Your answer must be the records below, printed exactly.

● ● ● ●

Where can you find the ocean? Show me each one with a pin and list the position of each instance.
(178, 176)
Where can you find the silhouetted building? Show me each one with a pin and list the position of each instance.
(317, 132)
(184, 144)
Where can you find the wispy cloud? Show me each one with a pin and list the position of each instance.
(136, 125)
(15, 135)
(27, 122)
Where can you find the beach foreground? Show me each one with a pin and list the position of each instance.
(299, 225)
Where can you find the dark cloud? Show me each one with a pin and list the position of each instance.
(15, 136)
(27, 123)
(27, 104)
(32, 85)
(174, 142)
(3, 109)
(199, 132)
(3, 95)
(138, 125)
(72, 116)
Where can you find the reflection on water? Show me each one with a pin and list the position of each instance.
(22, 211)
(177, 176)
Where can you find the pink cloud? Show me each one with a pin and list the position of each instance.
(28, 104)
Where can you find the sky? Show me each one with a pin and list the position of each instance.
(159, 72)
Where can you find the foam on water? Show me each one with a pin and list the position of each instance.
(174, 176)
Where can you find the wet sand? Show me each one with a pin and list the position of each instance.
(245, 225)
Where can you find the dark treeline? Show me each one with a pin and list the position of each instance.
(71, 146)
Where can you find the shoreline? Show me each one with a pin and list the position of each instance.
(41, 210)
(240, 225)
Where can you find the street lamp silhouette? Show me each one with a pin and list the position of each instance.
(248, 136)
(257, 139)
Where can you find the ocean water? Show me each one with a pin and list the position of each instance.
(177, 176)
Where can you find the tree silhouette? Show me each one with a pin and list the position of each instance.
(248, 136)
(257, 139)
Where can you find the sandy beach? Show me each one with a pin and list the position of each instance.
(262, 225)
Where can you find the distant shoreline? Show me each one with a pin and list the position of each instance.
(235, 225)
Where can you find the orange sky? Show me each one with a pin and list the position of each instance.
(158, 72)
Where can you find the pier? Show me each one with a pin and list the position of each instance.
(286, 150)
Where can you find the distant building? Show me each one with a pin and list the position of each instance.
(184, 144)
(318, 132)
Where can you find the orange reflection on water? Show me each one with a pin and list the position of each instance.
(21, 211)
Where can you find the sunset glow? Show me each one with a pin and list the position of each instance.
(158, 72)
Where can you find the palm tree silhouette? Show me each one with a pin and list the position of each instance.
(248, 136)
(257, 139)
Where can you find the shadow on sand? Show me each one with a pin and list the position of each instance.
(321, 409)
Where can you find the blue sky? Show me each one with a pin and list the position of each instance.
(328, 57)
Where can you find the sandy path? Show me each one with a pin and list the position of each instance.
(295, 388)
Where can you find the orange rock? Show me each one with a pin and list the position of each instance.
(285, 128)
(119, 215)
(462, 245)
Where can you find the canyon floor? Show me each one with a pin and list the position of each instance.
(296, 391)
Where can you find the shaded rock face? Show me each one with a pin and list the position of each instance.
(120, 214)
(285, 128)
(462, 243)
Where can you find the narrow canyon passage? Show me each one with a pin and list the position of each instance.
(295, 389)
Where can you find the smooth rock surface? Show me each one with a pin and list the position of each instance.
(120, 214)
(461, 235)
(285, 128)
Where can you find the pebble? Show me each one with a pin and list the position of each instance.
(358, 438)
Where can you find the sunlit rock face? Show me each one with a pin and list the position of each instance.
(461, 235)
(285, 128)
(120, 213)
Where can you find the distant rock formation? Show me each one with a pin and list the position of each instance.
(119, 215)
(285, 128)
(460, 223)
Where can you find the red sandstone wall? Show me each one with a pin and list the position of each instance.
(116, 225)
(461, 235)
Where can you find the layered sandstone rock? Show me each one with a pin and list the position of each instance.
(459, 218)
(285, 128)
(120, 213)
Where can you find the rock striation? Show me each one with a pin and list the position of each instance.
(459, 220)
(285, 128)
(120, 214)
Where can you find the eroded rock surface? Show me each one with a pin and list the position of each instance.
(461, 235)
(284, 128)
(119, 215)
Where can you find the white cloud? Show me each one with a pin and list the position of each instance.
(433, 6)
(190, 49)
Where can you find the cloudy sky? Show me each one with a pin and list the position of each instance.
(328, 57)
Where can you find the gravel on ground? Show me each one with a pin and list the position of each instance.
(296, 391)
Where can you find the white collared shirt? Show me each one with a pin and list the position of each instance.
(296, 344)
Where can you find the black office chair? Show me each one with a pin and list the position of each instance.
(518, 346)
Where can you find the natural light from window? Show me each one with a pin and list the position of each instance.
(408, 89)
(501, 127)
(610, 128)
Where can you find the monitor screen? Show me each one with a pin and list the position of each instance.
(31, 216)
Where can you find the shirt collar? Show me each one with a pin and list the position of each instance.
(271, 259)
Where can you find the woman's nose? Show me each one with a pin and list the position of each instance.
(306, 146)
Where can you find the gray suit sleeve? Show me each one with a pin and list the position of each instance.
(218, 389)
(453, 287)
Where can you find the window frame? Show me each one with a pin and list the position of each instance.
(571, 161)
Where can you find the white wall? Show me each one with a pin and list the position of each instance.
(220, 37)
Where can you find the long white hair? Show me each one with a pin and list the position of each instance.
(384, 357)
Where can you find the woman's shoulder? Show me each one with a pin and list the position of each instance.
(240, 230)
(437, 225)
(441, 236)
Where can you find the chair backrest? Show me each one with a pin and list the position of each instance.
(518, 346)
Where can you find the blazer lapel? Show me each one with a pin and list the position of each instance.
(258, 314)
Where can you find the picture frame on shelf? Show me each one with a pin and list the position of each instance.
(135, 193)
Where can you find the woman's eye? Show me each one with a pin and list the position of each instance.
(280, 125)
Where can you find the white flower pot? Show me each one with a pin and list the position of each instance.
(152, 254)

● ● ● ●

:: ANSWER TO THIS PROBLEM ::
Where can you find the ocean? Show me each one with a pin and list the position of each instance.
(178, 176)
Where can you find the silhouetted building? Show me each one with a pin and list the position of each instance.
(317, 132)
(184, 144)
Where can you find the wispy cloud? Show me each one with a pin and list the position of each instance.
(136, 125)
(15, 135)
(27, 122)
Where can you find the beach foreground? Show me each one with a pin and list the position of each instance.
(299, 225)
Where can you find the dark cloud? Show me each one with a pin and list the position of each instance.
(15, 136)
(27, 123)
(27, 104)
(32, 85)
(174, 142)
(3, 109)
(199, 132)
(3, 95)
(138, 125)
(72, 116)
Where can you find the reflection on water? Show me each one with a pin and list the position of each instance.
(22, 211)
(177, 176)
Where can you find the pink cloud? Show me each one with a pin and list the position of each instance.
(28, 104)
Where can you find the sky? Show me each one with a pin and list the position of each instance.
(159, 72)
Where can you find the foam on water? Show me each one with a pin and list the position of each instance.
(174, 176)
Where can you find the wet sand? Show me each one with a pin and list the position of each instance.
(245, 225)
Where can you find the dark treeline? Show me each one with a pin and list the position of each instance.
(71, 146)
Where can you find the shoreline? Show me each one with a pin and list the position of each instance.
(41, 210)
(240, 225)
Where can you find the street lamp silhouette? Show me each one with a pin and list the position of each instance.
(248, 136)
(257, 139)
Where can you find the ocean water? Show me each one with a pin and list the position of each instance.
(177, 176)
Where can you find the tree silhouette? Show me each one with a pin and list the position of each instance.
(248, 136)
(257, 139)
Where can you find the sandy beach? Show me each one with a pin and list the position of each instance.
(262, 225)
Where can you find the distant shoreline? Show me each one with a pin and list the position of each instance.
(235, 225)
Where can you find the orange sky? Show me each one with a pin and list the position of each instance.
(158, 72)
Where can you find the pier? Show me each one with a pin and list the position of each instance.
(286, 150)
Where can you find the distant building? Show me each one with a pin and list the position of each instance.
(184, 144)
(318, 132)
Where can you find the orange reflection on water? Show me each one with a pin and list the position of each instance.
(21, 211)
Where can you find the sunset glow? Show me each one with a pin and list the position of each instance.
(158, 72)
Where can you find the palm tree silhouette? Show me each one with a pin and list the position of each instance.
(248, 136)
(257, 139)
Where can you find the shadow on sand? Show me each one with a pin and list the position of each instance.
(321, 409)
Where can you find the blue sky? Show me each one with a pin and list the position of each instance.
(328, 57)
Where can you find the sandy path? Show me each one with a pin and list the position of each instance.
(295, 388)
Where can you find the orange rock? Show me each one with a pin and list the position of each instance.
(285, 128)
(119, 215)
(462, 245)
Where can you find the canyon floor? Show me each one with a pin and list the position of each instance.
(296, 391)
Where can you find the shaded rock face? Show me each one with a pin and list the position of each instance.
(120, 214)
(285, 128)
(462, 243)
Where can you find the narrow canyon passage? Show me each one with a pin and list the position of each instance.
(295, 389)
Where can you find the smooth rock surface? Show me each one with a pin and list the position of each instance.
(120, 214)
(461, 235)
(285, 128)
Where can you find the pebble? Show me each one with a pin and list the position of each instance.
(358, 438)
Where can you find the sunlit rock face? Show me each one with a pin and list the position of each instance.
(461, 235)
(285, 128)
(120, 213)
Where can you find the distant rock formation? Show me each one with a pin and list the position of each instance.
(119, 215)
(285, 128)
(460, 223)
Where can you find the red sandstone wall? Show me each one with a pin and list the position of each instance.
(116, 225)
(461, 235)
Where can you find the layered sandstone rock? Show me each one with a pin and list the position of each instance.
(459, 218)
(285, 128)
(120, 213)
Where can you find the rock striation? Show me each one with a pin and list the position of each instance.
(459, 220)
(285, 128)
(120, 214)
Where can you find the eroded rock surface? Show me each one with a pin and list the position of each instance.
(461, 235)
(284, 128)
(119, 215)
Where can you find the white cloud? Show me each one with a pin and list the position of each instance.
(433, 6)
(190, 49)
Where can you find the cloudy sky? Show me each one with a pin and list the position of each instance.
(328, 57)
Where can you find the gravel on ground? Show me each one with a pin and list the position of each instance.
(296, 391)
Where can you find the white collared shirt? Show me each one with a pin and list the position of each instance.
(296, 344)
Where can you find the black office chair? Show me each one with a pin and list the position of each instance.
(518, 346)
Where can you find the natural light from window? Show me each one with a pin and list the position of each instance.
(408, 89)
(501, 127)
(610, 128)
Where can you find the monitor screen? Show me each one with a pin and list the position of each instance.
(31, 216)
Where can you find the shirt collar? Show me each one with a pin and list the position of each instance.
(271, 259)
Where can you find the woman's nose? Show me each one with a pin and list the position of each instance.
(306, 146)
Where can you find the gray suit sleeve? Show me each one with a pin and list the position of each instance.
(218, 389)
(453, 287)
Where can you find the window frame? Show me each one with a pin and list the position of each instance.
(571, 161)
Where can you find the white wall? Show me each one with a pin and list the position of each instance.
(220, 37)
Where can you find the long white hair? Show me each one with a pin and list the position of each instance.
(384, 357)
Where can you find the woman's shoulder? Show me each one with a pin and list the position of each instance.
(240, 230)
(437, 225)
(441, 236)
Where can you find the chair backrest? Show me each one with a pin and list the position of each instance.
(518, 346)
Where can you find the blazer lapel? Show me each one with a pin and list the position of each instance.
(258, 314)
Where can you find the picture frame on shelf? Show me each one with a pin and list the position of each instance.
(135, 193)
Where can you find the woman's eye? Show me each one with a pin and list the position of each instance.
(280, 125)
Where can you find the white flower pot? Show me each one with a pin and list the position of each instance.
(152, 254)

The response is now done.